# Can't connect to Internet with Linksys router and ISP's satellite modem



## XYZPDQ (Mar 26, 2010)

If my laptop is connected directly to the satellite's ISP modem, I can connect to the internet. However, if I connect the laptop to my Linksys router then connect the Linsys router to the ISP modem, I cannot connect to the internet. Vista reports everything is ok. I can access the Linsys setting via 192.168.1.1, but I don't understand what I am looking at.

In summary:
Laptop --> ISP modem works
Laptop --> Router --> ISP modem doesn't work

I've set up the router according to the instructions, but obviously, I am missing something. The setup disk that came with the router says everything is ok.

I want to do this because the ISP modem has only one port for a computer and no wireless capability. The router has four ports and wireless capability.

Exercise A –
In the entries, switch "parked car" to "parked van" in everything from the line containing "Q: In the image above, where is the blue sky" down to the line containing "[0,288,53,300]", leaving all else unchanged. Return only those lines.
The entries that follow are unrelated to the forum thread.

Material for the task –
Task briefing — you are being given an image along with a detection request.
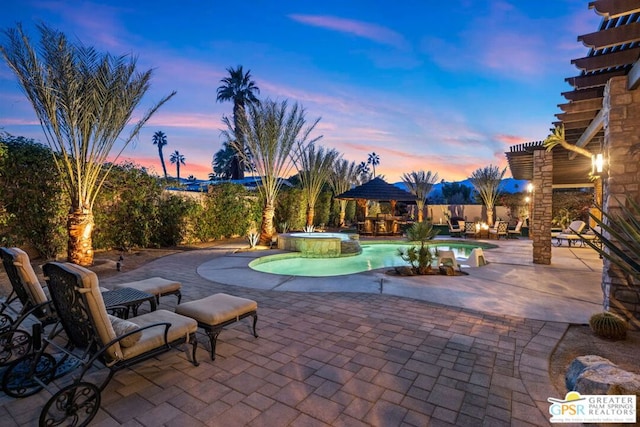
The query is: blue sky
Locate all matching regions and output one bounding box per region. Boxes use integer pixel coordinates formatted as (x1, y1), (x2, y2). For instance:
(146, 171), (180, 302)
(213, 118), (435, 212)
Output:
(0, 0), (600, 182)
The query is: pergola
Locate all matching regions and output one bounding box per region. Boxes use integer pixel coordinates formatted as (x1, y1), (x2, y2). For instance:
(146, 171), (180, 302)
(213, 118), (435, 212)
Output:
(505, 0), (640, 188)
(505, 0), (640, 329)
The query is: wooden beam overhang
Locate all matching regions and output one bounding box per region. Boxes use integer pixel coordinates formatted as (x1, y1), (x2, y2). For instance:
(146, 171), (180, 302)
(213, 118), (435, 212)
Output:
(578, 22), (640, 50)
(561, 86), (604, 101)
(564, 69), (629, 89)
(571, 46), (640, 72)
(556, 98), (604, 116)
(589, 0), (640, 19)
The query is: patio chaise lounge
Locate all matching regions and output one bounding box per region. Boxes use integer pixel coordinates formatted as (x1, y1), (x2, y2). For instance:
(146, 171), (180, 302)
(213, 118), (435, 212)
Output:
(555, 220), (587, 247)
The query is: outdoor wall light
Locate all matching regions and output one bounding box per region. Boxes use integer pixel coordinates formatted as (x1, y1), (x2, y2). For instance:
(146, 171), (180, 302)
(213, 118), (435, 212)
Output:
(591, 153), (604, 176)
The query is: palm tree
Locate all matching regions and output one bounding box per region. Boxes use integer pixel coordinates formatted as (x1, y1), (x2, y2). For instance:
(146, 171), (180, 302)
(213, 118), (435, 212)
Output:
(216, 65), (260, 179)
(152, 130), (167, 179)
(402, 171), (438, 222)
(0, 25), (175, 265)
(169, 150), (184, 181)
(357, 162), (372, 185)
(228, 100), (320, 245)
(469, 165), (507, 225)
(296, 144), (340, 225)
(367, 151), (380, 178)
(211, 142), (236, 179)
(329, 159), (358, 227)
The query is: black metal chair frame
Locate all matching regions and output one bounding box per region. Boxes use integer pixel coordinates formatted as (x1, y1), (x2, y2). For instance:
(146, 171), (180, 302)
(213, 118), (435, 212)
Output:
(22, 263), (198, 426)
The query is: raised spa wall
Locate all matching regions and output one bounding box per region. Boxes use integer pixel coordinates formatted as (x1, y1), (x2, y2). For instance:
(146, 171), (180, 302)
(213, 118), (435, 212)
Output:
(278, 233), (362, 258)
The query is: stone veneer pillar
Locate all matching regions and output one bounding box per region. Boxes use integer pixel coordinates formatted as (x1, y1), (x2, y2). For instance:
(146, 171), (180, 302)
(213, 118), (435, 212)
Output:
(529, 150), (553, 264)
(602, 76), (640, 329)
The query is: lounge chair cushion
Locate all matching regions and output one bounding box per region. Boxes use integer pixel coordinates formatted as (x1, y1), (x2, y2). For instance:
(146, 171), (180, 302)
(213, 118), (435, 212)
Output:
(122, 310), (198, 360)
(108, 314), (142, 347)
(8, 248), (49, 305)
(63, 262), (123, 361)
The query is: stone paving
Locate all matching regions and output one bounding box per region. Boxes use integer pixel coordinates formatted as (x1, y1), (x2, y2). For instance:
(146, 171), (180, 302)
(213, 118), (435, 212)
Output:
(0, 239), (600, 427)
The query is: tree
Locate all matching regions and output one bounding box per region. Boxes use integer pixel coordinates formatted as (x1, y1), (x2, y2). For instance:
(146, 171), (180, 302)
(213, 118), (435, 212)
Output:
(295, 144), (339, 225)
(469, 165), (507, 225)
(402, 171), (438, 222)
(169, 150), (184, 181)
(228, 100), (320, 245)
(329, 159), (358, 227)
(0, 25), (175, 265)
(152, 130), (168, 179)
(367, 152), (380, 178)
(216, 65), (260, 179)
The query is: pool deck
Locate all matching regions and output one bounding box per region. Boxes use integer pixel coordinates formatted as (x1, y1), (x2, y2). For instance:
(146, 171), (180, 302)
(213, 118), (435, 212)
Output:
(0, 239), (602, 427)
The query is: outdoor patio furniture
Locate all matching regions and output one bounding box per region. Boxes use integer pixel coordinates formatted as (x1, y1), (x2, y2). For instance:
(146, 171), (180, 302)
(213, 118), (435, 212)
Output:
(25, 262), (198, 425)
(464, 221), (478, 238)
(176, 293), (258, 360)
(555, 220), (587, 247)
(489, 221), (509, 239)
(507, 221), (522, 239)
(447, 220), (463, 237)
(113, 277), (182, 308)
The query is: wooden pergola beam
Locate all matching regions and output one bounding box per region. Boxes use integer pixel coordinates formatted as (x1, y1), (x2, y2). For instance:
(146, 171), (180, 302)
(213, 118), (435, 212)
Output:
(571, 46), (640, 72)
(558, 98), (604, 113)
(589, 0), (640, 19)
(578, 22), (640, 50)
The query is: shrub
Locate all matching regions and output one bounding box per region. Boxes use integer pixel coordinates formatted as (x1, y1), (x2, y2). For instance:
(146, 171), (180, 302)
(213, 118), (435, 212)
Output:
(0, 133), (70, 258)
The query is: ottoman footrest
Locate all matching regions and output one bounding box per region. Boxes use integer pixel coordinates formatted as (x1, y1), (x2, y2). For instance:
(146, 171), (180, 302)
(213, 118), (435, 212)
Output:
(113, 277), (182, 304)
(176, 293), (258, 360)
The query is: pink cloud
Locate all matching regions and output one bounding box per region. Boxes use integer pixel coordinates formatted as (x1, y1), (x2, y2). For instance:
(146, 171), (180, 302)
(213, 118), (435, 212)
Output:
(289, 14), (407, 49)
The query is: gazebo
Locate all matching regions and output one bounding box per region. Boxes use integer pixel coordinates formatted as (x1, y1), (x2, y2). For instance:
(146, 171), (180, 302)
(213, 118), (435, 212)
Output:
(335, 178), (416, 234)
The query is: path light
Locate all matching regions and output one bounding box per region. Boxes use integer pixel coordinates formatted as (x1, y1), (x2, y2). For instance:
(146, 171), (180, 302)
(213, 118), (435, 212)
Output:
(591, 153), (604, 176)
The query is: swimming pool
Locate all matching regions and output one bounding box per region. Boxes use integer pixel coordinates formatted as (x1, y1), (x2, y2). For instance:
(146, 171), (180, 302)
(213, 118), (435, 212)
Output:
(249, 242), (495, 277)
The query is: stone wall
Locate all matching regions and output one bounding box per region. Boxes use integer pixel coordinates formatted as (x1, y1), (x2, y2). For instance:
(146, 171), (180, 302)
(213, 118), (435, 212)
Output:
(602, 76), (640, 329)
(529, 150), (553, 264)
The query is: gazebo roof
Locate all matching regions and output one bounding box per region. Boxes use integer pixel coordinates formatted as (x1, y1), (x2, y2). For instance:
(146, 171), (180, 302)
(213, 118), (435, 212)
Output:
(336, 178), (416, 202)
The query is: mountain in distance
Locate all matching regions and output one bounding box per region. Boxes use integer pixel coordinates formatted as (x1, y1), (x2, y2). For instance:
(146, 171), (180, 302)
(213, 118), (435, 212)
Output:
(393, 178), (529, 198)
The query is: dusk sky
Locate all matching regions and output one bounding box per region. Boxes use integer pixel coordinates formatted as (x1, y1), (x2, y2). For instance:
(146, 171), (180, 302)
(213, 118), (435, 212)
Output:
(0, 0), (601, 182)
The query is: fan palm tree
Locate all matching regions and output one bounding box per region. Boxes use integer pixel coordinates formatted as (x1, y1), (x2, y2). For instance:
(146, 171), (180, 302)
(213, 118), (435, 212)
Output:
(367, 151), (380, 178)
(296, 144), (340, 225)
(216, 65), (260, 179)
(223, 100), (320, 245)
(0, 25), (175, 265)
(469, 165), (507, 225)
(152, 130), (167, 179)
(169, 150), (184, 181)
(329, 159), (358, 227)
(402, 171), (438, 222)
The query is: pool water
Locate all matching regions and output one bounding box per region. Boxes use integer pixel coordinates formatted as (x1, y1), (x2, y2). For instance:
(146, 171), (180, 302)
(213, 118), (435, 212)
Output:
(249, 243), (479, 277)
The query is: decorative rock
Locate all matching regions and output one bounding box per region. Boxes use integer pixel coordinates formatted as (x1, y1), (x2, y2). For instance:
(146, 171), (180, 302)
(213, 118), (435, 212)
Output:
(565, 355), (640, 395)
(564, 355), (614, 391)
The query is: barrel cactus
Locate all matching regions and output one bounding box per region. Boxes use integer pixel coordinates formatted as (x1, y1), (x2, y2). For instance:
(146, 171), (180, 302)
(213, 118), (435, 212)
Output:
(589, 311), (628, 340)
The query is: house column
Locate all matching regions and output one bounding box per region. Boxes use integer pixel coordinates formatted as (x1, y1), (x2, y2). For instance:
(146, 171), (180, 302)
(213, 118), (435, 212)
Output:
(529, 150), (553, 264)
(602, 76), (640, 329)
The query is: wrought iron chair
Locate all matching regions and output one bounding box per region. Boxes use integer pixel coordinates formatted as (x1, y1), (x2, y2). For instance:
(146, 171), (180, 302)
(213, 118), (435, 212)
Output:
(0, 247), (57, 367)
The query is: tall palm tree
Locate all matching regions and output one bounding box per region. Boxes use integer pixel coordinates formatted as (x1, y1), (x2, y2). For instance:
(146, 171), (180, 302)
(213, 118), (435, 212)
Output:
(211, 142), (236, 179)
(169, 150), (184, 181)
(367, 151), (380, 178)
(329, 159), (358, 227)
(0, 25), (175, 265)
(152, 130), (167, 179)
(296, 144), (340, 225)
(402, 171), (438, 222)
(223, 100), (320, 245)
(216, 65), (260, 179)
(469, 165), (507, 225)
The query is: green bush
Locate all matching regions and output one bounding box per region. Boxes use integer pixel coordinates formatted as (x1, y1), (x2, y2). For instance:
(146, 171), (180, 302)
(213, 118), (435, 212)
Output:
(0, 133), (70, 258)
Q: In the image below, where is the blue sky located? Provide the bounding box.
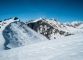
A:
[0,0,83,23]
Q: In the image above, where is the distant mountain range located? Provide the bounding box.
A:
[26,18,83,40]
[0,17,83,50]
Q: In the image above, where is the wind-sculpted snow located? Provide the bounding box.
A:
[0,17,19,51]
[3,22,47,48]
[0,33,83,60]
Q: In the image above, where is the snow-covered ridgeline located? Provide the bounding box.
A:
[0,34,83,60]
[0,17,19,50]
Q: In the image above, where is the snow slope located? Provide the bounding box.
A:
[0,17,19,50]
[0,33,83,60]
[3,22,48,48]
[0,17,48,51]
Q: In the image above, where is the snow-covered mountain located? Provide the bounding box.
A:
[26,18,71,40]
[0,17,47,50]
[0,33,83,60]
[64,21,83,34]
[26,18,83,40]
[0,17,83,60]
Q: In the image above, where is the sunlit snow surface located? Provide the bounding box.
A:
[0,18,19,51]
[0,33,83,60]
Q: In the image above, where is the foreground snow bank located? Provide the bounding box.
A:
[0,34,83,60]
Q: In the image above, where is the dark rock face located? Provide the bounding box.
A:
[26,20,69,39]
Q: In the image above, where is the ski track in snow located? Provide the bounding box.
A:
[0,33,83,60]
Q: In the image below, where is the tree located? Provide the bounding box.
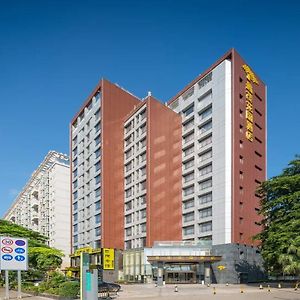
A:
[255,156,300,275]
[0,220,64,274]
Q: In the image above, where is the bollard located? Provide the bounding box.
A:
[278,283,281,289]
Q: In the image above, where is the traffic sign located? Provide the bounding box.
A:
[0,237,28,271]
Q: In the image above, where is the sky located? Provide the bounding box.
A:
[0,0,300,217]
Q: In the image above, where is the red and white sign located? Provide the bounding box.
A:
[1,247,14,253]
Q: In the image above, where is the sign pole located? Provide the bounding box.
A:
[5,270,9,300]
[18,270,22,299]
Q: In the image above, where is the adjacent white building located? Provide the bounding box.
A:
[4,151,71,267]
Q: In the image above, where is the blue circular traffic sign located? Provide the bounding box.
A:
[15,248,25,254]
[2,254,13,260]
[15,240,25,246]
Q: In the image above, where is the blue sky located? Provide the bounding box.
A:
[0,0,300,216]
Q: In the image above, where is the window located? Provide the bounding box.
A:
[199,164,212,176]
[141,209,147,219]
[182,86,195,101]
[141,223,147,233]
[198,72,212,89]
[95,188,101,198]
[94,122,101,134]
[199,106,212,120]
[95,174,101,184]
[95,134,101,147]
[199,179,212,190]
[125,161,132,172]
[125,201,132,211]
[140,152,146,162]
[199,222,212,232]
[199,150,212,161]
[95,227,101,236]
[125,175,132,184]
[125,148,133,159]
[140,110,146,121]
[125,121,133,133]
[183,118,194,130]
[73,202,78,210]
[73,213,78,222]
[73,158,78,168]
[73,179,78,189]
[183,132,194,143]
[199,135,212,148]
[125,188,132,198]
[95,214,101,224]
[199,207,212,219]
[183,199,195,209]
[95,148,101,159]
[73,147,78,156]
[125,227,132,236]
[183,145,194,156]
[183,172,195,182]
[182,105,194,117]
[183,185,194,196]
[183,212,195,222]
[140,138,146,148]
[183,225,194,235]
[199,121,212,134]
[95,109,100,120]
[183,159,194,170]
[73,224,78,232]
[140,124,146,134]
[73,191,78,201]
[125,215,132,224]
[141,180,146,191]
[140,195,146,205]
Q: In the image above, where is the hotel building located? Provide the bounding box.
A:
[4,151,71,267]
[71,49,266,282]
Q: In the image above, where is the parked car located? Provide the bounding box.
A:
[98,281,121,293]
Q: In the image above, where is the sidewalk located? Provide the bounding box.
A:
[0,288,53,300]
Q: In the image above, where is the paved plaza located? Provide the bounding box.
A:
[116,285,300,300]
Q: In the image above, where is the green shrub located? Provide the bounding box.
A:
[59,281,80,298]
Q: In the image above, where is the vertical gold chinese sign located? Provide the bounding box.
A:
[102,248,115,270]
[242,65,259,142]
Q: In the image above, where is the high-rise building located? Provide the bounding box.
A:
[4,151,71,267]
[70,79,140,250]
[168,49,266,245]
[124,96,182,249]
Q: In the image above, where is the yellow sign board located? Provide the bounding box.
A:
[74,247,94,255]
[102,248,115,270]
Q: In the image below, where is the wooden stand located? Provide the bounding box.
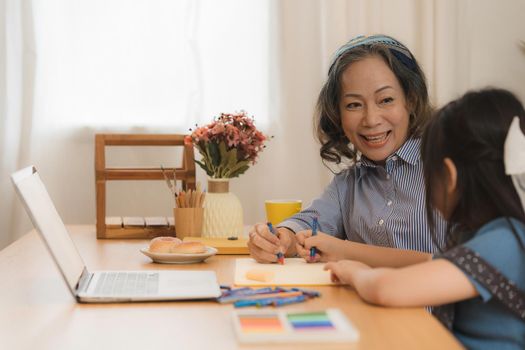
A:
[95,134,195,238]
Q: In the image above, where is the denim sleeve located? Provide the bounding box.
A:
[277,171,349,238]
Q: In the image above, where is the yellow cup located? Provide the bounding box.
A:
[264,199,302,225]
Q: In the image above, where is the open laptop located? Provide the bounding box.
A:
[11,166,221,303]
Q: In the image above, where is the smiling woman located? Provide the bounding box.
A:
[249,35,444,266]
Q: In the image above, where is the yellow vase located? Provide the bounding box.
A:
[202,178,243,238]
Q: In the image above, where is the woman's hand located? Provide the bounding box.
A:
[248,223,296,263]
[295,230,346,262]
[324,260,371,288]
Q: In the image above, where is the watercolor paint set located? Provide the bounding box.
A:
[233,309,359,343]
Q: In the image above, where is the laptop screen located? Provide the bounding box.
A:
[11,166,85,294]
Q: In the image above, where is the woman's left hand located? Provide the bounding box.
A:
[324,260,371,287]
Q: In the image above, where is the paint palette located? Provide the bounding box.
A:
[233,309,359,343]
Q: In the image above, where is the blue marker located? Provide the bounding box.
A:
[310,217,317,261]
[266,222,284,265]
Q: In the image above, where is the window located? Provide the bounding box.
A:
[33,0,269,132]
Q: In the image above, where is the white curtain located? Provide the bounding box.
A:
[0,0,525,252]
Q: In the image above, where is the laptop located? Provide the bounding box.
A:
[11,166,221,303]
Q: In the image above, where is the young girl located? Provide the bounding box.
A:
[325,89,525,349]
[248,35,445,266]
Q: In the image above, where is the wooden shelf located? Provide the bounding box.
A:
[95,134,196,238]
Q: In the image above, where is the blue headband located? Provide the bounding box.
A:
[328,35,417,73]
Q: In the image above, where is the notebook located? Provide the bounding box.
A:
[234,258,334,286]
[233,309,359,349]
[11,166,221,303]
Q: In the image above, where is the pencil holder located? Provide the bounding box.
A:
[173,208,204,239]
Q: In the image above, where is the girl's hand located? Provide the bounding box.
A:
[324,260,371,288]
[295,230,344,262]
[248,223,295,263]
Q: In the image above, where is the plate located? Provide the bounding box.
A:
[140,246,217,264]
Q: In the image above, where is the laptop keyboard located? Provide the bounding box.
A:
[95,272,159,296]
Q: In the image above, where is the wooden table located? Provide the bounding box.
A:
[0,226,461,350]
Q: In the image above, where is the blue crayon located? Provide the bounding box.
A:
[310,217,317,261]
[273,295,306,307]
[266,222,284,265]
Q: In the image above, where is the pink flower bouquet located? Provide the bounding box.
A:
[185,111,268,179]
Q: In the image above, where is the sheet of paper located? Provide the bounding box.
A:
[234,258,334,286]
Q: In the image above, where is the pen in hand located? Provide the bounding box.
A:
[267,222,284,265]
[310,217,317,261]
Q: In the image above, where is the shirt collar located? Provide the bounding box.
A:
[357,138,421,168]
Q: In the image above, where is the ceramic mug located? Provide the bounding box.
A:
[264,199,302,225]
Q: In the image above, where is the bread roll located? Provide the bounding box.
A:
[149,236,182,253]
[171,242,206,254]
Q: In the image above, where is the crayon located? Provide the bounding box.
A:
[267,222,284,265]
[310,217,317,261]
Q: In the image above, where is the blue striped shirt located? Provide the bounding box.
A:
[278,138,446,253]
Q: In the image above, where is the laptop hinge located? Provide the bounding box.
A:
[76,267,93,294]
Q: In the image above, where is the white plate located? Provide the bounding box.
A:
[140,246,217,264]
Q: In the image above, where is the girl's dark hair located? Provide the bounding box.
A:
[315,39,432,164]
[421,89,525,248]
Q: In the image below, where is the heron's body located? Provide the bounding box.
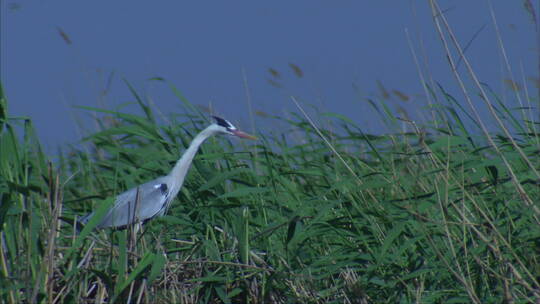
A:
[80,117,254,228]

Exercise B –
Reproduce word for word the portion of the forum thread running from "I've set up" down to "and wireless capability.".

Final answer A –
Q: In the image above, where is the blue sky located? Provide the bounding box.
A:
[0,0,300,216]
Q: In the image above, where is the window located? Provide the bounding box.
A:
[199,164,212,176]
[141,209,147,219]
[182,86,195,101]
[141,223,147,233]
[198,72,212,89]
[95,188,101,198]
[94,122,101,134]
[199,106,212,120]
[95,174,101,184]
[95,134,101,147]
[199,179,212,190]
[125,161,132,172]
[125,201,132,211]
[140,152,146,162]
[199,222,212,232]
[199,150,212,161]
[95,227,101,236]
[125,175,132,184]
[125,148,133,159]
[140,110,146,121]
[125,121,133,133]
[183,118,194,130]
[73,202,78,210]
[73,213,78,222]
[73,158,78,168]
[73,179,78,189]
[183,132,194,143]
[199,135,212,148]
[125,188,132,198]
[95,214,101,224]
[199,207,212,219]
[183,199,195,209]
[95,148,101,159]
[73,147,78,156]
[125,227,132,236]
[183,145,194,156]
[183,172,195,182]
[182,105,194,117]
[183,185,194,196]
[183,212,195,222]
[140,138,146,148]
[183,225,194,235]
[199,121,212,134]
[95,109,100,120]
[183,159,194,170]
[73,224,78,232]
[140,124,146,134]
[73,191,78,201]
[125,215,132,224]
[141,180,146,191]
[140,195,146,205]
Q: In the image above, where is the hotel building located? Provide the bounding box.
A:
[4,151,71,267]
[71,49,266,282]
Q: In the image above, where is the parked van located? Provide the bounding box.
A:
[98,281,121,293]
Q: In the image above, where is the sidewalk located? Provide the bounding box.
A:
[0,288,53,300]

Final answer B –
I've set up the router according to the instructions, but obviously, I am missing something. The setup disk that came with the router says everything is ok.

I want to do this because the ISP modem has only one port for a computer and no wireless capability. The router has four ports and wireless capability.